課題 1> 下のリストについて、「window in the picture above.」を含む行からリストの末尾までを、両端の行も含めて一字一句そのまま書き写してください。

結構な雪の降った広島です。
北日本や豪雪地帯の皆さんから見れば序の口なんでしょうけど、雪に慣れていない広島人には寒い週末となりました。
今回の広島市内の積雪19㎝は、実に33年ぶりのレベルだったようです。
さて、先日の記事で斑入りの英語表記などについて、少しだけ触れてみました。
私自身、ずっと気になっていたテーマでもありましたが、斑の分け方をちょっと考えてみようと思います。
1.斑の分類にはどのようなものがあるのか?
参考にした本は・・・
広瀬嘉道先生・横井政人先生共著の「VARIEGATED PLANTS in COLOR 斑入植物集」という本です。
3巻セットが楽天でも販売されています。
3冊セット1万円にて購入できますが、ほぼ全部フルカラーで、収載されている写真の数も驚くほど多数です。
普通は安くても1冊1万円くらいしそうな本ですが、宣伝するわけじゃないんですけど、これはお買い得ですね。
1巻の最初の方に斑の分類についても少し書かれています。
写真ではちょっと見えにくいですが、これを元にヤマシャクヤクの斑入りを分類すると、
・掃け込み斑(掃込斑)
・散り斑(散斑)
・砂子斑
・覆輪
の4つに大別されそうですね・・・。
覆輪についてはなぜか少々細かく分類されています。
縞斑とかすじ斑というのはオモトなどの単子葉植物などに現れるはっきりとした縞模様のようなので、双子葉のヤマシャクヤクにはちょっと不向きなようにも思いますが、実際には使われることもあるようです。
この本の凄いところは、写真の数が膨大であることと、全ての記載事項が英語で書かれていることです。世界に目を向けて書かれたんでしょうね。
基本が英文で、そこに日本語訳が付いてる感じになっています。
ちなみに、先日の記事では散り斑はSplashと書きましたが、広瀬先生・横井先生の分類ですとMottleと言うみたいです。
斑の英語表記はあまり多くなかったのと同様、こちらも斑の分け方としてはさほど多くない感じですが、組織学的な見地なども勘案すると、行き着くとこうなるのかもしれません。
2.ヤマシャクヤクの斑はどう分けるべきなのか?
しかし、斑の分類の実際は難しいものも多くありますよね?
「これは掃け込みなのか散り斑なのか、どちらだろう?」のような斑も多く存在すると思います。

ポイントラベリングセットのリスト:
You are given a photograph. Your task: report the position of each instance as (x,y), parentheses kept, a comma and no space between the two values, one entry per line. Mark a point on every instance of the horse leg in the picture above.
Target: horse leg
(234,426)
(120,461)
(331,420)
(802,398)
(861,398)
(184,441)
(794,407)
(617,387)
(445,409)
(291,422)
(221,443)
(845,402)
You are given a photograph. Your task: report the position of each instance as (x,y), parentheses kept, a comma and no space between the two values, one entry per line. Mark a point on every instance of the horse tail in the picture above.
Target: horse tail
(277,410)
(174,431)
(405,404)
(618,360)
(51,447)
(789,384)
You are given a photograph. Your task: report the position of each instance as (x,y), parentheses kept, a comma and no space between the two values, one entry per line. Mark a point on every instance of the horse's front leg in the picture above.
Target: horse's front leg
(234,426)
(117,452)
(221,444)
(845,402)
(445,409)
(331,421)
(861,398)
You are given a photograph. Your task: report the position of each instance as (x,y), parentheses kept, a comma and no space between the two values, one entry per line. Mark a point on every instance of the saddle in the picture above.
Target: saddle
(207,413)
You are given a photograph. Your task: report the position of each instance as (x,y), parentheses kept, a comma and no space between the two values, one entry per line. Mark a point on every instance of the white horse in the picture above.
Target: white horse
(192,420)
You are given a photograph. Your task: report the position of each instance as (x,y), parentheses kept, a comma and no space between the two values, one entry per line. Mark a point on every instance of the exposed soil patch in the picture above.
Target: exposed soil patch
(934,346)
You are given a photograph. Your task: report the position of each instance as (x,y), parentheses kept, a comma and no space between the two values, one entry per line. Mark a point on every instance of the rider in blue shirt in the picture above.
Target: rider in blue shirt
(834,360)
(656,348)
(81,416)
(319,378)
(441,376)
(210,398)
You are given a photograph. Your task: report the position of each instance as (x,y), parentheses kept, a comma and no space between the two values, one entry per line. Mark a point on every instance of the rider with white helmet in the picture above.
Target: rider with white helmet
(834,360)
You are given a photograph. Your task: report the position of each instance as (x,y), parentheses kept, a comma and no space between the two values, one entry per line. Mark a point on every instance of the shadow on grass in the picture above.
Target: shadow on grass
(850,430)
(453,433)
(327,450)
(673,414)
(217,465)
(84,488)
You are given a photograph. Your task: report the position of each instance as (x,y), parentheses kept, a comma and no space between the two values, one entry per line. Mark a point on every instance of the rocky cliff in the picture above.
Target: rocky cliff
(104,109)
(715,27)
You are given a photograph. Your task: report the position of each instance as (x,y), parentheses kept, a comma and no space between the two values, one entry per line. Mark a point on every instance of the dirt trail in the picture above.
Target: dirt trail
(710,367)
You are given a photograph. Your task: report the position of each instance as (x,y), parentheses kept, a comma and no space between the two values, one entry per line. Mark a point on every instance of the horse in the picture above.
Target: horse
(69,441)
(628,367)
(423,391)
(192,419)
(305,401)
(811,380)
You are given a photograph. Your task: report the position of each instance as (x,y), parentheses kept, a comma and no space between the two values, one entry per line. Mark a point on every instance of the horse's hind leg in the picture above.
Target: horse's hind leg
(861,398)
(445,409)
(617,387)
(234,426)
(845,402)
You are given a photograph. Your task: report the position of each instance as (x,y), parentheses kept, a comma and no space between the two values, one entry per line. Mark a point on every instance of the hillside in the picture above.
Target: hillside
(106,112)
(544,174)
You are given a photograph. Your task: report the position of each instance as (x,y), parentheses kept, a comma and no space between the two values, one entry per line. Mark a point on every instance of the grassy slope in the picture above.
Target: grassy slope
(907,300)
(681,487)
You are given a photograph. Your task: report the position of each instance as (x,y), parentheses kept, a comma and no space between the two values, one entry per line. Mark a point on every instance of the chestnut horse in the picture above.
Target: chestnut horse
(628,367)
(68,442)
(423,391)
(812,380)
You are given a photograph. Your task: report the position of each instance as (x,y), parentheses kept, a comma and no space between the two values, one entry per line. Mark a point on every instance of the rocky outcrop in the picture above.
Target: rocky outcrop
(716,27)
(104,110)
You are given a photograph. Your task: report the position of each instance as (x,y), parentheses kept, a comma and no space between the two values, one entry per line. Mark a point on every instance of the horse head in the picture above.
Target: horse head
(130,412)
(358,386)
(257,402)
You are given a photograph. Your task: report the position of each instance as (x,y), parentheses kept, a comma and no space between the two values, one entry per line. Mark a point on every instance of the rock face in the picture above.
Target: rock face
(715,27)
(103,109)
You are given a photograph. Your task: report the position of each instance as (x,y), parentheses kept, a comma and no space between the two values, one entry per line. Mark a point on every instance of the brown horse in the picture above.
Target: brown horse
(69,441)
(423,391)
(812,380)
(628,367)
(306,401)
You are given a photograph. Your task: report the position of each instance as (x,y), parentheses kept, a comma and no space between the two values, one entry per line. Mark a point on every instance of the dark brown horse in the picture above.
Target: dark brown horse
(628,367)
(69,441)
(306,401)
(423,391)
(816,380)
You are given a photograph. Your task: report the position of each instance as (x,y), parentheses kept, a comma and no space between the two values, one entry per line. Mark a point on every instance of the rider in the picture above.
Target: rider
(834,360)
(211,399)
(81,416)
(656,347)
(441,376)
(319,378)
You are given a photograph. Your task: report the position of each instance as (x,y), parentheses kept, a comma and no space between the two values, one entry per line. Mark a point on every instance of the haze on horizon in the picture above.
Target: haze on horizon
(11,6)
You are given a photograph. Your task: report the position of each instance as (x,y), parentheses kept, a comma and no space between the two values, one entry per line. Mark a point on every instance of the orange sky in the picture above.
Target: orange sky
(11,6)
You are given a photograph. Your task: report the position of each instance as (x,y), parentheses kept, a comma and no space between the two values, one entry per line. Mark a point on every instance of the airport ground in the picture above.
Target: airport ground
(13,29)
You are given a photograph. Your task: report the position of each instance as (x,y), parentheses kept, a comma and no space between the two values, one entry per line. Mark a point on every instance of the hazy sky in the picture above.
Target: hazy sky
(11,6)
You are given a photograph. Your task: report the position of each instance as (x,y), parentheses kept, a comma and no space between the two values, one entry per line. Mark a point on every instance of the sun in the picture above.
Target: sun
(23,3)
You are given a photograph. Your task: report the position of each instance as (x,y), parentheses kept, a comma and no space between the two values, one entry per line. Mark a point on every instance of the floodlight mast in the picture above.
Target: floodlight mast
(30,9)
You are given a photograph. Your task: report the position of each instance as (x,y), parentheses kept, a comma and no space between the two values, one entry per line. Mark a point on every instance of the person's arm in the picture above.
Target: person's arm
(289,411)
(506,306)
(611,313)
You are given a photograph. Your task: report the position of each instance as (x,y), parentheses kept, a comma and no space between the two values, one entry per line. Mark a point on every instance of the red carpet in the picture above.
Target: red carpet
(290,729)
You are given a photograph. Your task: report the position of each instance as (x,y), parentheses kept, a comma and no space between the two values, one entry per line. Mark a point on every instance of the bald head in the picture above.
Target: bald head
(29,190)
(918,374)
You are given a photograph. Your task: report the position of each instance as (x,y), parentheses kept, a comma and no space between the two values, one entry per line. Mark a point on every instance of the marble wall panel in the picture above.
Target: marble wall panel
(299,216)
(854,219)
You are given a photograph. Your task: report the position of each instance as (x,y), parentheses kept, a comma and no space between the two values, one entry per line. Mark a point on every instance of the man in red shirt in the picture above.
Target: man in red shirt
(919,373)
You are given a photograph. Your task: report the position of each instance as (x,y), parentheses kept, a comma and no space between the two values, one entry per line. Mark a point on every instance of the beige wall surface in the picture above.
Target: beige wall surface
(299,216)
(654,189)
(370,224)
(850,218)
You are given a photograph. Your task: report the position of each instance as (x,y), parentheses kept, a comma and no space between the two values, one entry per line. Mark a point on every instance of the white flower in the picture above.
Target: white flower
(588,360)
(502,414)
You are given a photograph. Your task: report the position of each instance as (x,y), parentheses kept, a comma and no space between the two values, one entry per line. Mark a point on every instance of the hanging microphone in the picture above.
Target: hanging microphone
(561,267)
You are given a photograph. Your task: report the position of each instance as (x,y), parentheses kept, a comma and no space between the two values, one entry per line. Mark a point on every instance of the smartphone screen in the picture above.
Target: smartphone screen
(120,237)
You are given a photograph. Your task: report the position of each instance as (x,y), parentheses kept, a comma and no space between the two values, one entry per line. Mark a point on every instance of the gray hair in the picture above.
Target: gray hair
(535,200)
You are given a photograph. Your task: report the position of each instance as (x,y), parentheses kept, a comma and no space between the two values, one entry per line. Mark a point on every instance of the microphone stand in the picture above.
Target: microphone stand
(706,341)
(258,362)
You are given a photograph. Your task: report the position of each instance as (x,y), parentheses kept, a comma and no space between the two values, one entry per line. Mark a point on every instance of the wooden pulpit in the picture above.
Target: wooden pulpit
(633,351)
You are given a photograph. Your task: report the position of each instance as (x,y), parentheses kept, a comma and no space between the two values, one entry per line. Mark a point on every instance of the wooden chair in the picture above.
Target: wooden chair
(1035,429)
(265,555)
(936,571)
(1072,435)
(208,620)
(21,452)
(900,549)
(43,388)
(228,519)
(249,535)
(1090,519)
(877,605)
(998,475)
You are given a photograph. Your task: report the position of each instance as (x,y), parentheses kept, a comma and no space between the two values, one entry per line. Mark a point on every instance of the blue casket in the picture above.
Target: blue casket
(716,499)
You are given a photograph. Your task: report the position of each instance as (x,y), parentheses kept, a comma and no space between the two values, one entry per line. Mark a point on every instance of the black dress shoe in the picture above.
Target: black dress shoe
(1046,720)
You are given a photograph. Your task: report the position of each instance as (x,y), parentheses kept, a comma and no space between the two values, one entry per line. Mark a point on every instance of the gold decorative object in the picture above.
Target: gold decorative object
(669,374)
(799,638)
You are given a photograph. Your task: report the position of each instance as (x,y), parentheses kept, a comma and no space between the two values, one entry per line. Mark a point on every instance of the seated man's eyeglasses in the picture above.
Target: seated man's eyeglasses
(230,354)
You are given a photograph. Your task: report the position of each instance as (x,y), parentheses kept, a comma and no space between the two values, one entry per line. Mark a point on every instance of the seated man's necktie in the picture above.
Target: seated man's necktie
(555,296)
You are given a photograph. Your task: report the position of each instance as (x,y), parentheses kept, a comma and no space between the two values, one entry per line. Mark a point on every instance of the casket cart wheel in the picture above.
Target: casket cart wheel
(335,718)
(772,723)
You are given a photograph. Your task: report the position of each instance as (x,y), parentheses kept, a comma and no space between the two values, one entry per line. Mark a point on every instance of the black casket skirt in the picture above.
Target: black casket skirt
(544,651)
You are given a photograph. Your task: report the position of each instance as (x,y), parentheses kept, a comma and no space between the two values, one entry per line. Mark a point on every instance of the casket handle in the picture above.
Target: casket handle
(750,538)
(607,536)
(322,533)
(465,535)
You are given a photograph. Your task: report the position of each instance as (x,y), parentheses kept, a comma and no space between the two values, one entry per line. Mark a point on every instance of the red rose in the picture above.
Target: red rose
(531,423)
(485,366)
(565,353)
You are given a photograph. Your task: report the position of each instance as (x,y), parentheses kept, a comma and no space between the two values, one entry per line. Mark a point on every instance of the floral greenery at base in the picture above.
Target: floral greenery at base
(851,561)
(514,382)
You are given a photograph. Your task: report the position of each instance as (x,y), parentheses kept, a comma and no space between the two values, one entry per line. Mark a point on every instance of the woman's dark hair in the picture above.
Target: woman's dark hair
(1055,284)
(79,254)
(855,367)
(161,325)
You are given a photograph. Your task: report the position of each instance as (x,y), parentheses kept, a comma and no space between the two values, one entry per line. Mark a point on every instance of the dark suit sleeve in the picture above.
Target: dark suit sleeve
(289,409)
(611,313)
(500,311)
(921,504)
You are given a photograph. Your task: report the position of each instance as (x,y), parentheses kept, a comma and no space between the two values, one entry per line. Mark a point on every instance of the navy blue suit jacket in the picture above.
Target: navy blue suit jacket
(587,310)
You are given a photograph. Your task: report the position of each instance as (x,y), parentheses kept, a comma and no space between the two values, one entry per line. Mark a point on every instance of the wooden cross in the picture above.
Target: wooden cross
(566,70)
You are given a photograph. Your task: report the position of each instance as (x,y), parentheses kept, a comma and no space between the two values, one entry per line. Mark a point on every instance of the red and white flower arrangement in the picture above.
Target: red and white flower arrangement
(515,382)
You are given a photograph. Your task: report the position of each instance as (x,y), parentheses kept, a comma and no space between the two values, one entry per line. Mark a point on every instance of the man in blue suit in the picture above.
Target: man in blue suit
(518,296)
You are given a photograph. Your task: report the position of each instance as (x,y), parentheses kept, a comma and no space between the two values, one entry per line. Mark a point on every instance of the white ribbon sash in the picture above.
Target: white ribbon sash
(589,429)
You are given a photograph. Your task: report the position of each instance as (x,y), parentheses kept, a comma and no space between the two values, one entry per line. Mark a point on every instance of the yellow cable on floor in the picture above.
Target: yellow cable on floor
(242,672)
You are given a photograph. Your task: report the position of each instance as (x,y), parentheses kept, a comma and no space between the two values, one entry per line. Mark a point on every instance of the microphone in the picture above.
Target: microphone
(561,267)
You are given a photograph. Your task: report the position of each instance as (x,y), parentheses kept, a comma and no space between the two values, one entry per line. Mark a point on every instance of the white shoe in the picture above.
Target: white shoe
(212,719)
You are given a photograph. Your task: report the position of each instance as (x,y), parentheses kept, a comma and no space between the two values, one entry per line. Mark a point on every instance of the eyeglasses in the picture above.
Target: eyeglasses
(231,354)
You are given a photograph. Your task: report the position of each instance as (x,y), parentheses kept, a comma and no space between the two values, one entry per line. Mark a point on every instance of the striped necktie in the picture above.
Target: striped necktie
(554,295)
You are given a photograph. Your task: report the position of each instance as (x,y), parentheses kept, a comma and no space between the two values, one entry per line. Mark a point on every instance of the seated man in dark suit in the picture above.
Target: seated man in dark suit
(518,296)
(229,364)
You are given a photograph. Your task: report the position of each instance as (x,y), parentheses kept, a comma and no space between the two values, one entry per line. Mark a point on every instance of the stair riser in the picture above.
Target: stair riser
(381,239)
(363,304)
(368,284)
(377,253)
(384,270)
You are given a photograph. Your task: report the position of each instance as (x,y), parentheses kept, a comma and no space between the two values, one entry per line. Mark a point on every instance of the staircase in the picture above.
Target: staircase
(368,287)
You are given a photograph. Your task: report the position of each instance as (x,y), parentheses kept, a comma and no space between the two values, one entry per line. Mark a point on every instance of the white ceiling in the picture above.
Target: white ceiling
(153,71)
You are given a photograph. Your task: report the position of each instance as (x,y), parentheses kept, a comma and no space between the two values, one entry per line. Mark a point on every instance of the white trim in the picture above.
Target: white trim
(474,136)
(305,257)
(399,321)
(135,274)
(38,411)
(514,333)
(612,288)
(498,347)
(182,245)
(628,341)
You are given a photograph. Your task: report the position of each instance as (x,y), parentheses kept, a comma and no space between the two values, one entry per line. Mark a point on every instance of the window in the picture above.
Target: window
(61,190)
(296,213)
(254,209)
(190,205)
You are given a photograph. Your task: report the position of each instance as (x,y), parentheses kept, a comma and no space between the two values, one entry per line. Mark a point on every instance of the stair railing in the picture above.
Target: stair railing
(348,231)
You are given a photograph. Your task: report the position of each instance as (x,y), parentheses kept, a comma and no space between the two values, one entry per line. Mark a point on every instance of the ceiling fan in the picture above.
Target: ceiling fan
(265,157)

課題 2> 上に示したヤマシャクヤクの斑の分類に関する文章を、最後の文に続けて書き進めてください。

出力結果 1>
You are given a photograph. Your task: report the position of each instance as (x,y), parentheses kept, a comma and no space between the two values, one entry per line. Mark a point on every instance of the window in the picture above.
Target: window
(61,190)
(296,213)
(254,209)
(190,205)
You are given a photograph. Your task: report the position of each instance as (x,y), parentheses kept, a comma and no space between the two values, one entry per line. Mark a point on every instance of the stair railing in the picture above.
Target: stair railing
(348,231)
You are given a photograph. Your task: report the position of each instance as (x,y), parentheses kept, a comma and no space between the two values, one entry per line. Mark a point on every instance of the ceiling fan in the picture above.
Target: ceiling fan
(265,157)

出力結果 2>
掲載されている写真を元に類推すると、私が「斑入りヤマシャクヤクの魅力」で使っていた斑の分類は、
・白三光斑その1のページ(祖谷の太陽など)、はけ込み斑→掃け込み斑
・白三光斑その2のページの一部、ゴマ斑、黄散り斑の一部→散り斑
・白散り斑、黄散り斑の一部、砂子斑→砂子斑
とするのが正しいかもしれませんね。
ヤマシャクヤクの柄として、三光斑やはけ込み斑を全て掃け込み斑にまとめたり、ゴマ斑も黄散り斑も同じ呼び名って言うのも、個人的には何だか少々寂しい感じもしてしまいます。
まあ、私の分け方は斑の種類と言うより見た目で分けちゃってますからね・・・。
そうです、まず色で分けちゃった所が問題かもしれません。(汗)
どうすりゃ良いのでしょうね・・・?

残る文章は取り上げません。